Problem requirements
Take the line that contains "like (332, 383)." and all lines after it, up to and including the last line of the data, and write them out exactly; nothing else belongs in the answer.
[Start of Supplied records]
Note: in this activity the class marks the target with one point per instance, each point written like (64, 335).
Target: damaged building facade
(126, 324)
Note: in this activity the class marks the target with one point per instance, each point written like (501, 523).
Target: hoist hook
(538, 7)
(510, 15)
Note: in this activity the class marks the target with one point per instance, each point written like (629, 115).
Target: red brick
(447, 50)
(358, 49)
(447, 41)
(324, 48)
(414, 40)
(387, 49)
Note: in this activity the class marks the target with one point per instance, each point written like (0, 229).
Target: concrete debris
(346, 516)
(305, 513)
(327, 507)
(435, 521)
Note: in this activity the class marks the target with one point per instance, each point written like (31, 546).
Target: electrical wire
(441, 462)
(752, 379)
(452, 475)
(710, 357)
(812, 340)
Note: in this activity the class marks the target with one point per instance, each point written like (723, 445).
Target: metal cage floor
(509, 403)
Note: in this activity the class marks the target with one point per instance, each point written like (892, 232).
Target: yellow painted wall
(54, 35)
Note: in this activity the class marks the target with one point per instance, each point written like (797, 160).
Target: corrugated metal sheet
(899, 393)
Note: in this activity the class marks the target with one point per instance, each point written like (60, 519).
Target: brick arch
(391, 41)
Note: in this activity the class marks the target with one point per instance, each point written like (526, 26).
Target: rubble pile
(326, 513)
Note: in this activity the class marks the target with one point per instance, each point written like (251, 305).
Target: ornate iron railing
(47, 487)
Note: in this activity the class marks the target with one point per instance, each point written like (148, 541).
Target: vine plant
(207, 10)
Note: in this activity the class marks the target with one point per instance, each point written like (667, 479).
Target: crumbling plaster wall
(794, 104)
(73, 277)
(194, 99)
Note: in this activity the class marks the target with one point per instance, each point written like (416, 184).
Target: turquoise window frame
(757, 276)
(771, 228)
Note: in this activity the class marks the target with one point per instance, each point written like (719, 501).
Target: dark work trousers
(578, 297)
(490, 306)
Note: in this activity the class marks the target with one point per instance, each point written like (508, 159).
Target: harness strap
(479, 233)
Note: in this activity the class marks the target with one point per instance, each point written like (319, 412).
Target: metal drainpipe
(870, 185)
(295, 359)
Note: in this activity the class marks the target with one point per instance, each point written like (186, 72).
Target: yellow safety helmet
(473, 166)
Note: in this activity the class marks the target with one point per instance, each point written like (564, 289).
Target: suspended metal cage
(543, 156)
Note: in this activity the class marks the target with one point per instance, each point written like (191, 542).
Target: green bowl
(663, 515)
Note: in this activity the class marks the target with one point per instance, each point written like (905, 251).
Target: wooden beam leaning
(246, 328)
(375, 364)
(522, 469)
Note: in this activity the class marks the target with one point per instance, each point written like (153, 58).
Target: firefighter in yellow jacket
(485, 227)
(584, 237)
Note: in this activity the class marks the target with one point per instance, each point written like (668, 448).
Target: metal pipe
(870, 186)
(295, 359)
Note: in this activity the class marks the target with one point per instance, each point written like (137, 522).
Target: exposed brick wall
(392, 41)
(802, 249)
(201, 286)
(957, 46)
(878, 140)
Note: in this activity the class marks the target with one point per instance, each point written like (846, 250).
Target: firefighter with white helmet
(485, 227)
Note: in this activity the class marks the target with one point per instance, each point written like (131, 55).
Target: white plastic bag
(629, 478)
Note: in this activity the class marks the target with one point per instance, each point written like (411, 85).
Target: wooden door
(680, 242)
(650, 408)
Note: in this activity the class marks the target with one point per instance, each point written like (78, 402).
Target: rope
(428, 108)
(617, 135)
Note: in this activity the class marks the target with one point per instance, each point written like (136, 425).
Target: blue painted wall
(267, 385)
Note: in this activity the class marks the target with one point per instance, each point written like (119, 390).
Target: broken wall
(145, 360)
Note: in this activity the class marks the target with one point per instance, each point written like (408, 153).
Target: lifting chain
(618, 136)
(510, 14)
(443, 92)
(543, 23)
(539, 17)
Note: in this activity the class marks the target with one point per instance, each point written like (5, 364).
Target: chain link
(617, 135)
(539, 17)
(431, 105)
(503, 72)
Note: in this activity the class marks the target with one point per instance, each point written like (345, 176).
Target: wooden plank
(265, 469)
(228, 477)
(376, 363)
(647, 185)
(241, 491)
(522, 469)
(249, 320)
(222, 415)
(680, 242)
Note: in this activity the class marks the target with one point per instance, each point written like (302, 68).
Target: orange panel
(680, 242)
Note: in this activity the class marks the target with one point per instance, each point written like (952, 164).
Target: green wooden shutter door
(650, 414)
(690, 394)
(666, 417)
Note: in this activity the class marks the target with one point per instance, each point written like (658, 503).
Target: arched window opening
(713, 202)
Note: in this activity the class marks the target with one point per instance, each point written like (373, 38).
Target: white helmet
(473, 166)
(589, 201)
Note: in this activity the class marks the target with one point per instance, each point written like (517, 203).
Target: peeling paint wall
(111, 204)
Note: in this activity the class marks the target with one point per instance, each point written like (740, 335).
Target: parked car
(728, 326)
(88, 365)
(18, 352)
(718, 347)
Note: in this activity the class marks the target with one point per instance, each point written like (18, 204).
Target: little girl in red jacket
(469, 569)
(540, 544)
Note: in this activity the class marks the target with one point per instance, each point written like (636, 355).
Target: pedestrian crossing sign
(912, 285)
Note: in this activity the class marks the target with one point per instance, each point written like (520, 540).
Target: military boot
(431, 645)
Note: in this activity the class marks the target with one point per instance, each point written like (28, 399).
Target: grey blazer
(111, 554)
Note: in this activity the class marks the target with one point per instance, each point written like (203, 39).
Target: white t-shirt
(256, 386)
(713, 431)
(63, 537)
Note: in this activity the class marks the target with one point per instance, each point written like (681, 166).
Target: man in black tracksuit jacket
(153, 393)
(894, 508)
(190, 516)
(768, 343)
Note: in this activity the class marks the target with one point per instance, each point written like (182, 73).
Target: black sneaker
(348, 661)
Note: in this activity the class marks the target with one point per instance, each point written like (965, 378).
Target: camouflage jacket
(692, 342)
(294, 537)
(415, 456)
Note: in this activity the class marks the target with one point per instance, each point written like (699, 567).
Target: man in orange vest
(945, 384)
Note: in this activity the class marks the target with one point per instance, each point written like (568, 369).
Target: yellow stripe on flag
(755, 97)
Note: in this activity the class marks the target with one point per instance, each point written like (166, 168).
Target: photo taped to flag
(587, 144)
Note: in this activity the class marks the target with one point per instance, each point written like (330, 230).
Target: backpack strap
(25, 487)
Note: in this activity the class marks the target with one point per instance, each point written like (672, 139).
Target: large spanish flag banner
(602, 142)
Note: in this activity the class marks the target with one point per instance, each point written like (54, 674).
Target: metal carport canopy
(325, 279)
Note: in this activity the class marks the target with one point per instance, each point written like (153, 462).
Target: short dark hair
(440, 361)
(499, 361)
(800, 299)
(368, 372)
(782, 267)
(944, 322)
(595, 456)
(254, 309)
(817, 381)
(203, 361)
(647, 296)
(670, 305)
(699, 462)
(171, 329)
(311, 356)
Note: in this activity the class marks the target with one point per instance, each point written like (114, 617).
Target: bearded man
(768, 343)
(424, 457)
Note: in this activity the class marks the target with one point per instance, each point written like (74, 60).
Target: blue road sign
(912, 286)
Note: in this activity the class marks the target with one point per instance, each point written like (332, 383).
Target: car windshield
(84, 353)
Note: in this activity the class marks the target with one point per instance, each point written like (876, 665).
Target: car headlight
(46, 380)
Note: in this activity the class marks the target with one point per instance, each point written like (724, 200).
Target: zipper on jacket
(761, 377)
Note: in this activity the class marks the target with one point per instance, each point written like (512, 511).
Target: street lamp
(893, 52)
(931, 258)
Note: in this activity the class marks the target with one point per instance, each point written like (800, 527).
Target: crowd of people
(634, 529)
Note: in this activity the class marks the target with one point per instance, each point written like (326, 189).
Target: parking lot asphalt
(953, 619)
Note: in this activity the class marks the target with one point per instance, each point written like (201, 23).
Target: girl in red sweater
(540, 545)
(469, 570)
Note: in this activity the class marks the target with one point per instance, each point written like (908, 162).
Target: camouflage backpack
[End of Supplied records]
Exercise solution
Note: in this activity the class marks the target with one point per instance, each point written like (332, 383).
Target: car windshield
(84, 353)
Note: in this activity the class marks the target with one point per instance, each point written like (876, 665).
Target: car headlight
(46, 380)
Note: in this activity the class marks the target with one point per instance, each point written like (724, 200).
Target: zipper on jacket
(761, 377)
Note: in this activity the class marks the target with one point per instance, each point written like (512, 511).
Target: street lamp
(893, 52)
(931, 258)
Note: in this activity the class marks the target with one point per instance, each point written like (800, 527).
Target: crowd of people
(634, 529)
Note: in this activity the class marks the target with one point per instance, each point written like (326, 189).
Target: parking lot asphalt
(953, 619)
Note: in this activity the class marks the target with one point per instance, each point written like (201, 23).
Target: girl in red sweater
(540, 545)
(469, 570)
Note: in this activity the class marks the target with one point per instance, each point written like (908, 162).
Target: camouflage backpack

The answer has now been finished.